Work instructions:
Please produce an exact transcription of the lines from the one containing "[point] at the asphalt" through the last line of the entries, leaving out every picture.

*** Exercise data Section Begins ***

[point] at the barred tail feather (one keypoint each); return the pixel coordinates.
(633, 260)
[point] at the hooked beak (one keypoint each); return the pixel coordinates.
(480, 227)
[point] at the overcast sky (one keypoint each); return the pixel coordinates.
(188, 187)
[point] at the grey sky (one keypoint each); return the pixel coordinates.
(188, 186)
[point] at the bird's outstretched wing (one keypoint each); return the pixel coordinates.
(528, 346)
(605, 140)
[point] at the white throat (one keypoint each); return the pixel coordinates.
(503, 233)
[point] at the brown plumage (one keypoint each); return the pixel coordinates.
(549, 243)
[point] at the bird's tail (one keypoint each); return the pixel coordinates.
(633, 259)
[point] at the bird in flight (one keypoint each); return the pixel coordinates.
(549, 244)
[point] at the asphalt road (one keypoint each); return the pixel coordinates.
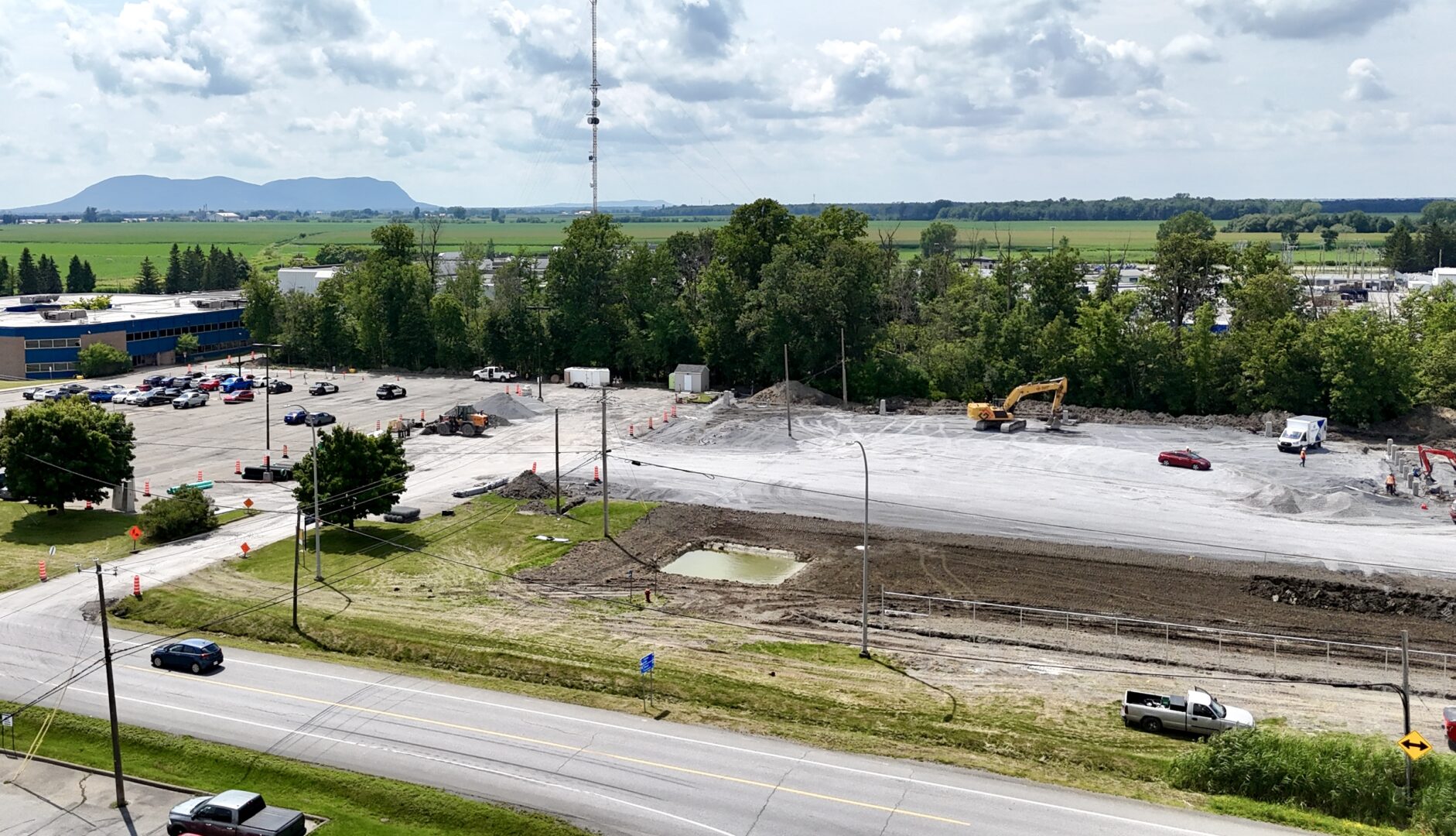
(615, 773)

*** Exercise data Section Ends ***

Response to the exercise:
[point] at the asphalt road (one keypoint each); return the pixel coordinates.
(615, 773)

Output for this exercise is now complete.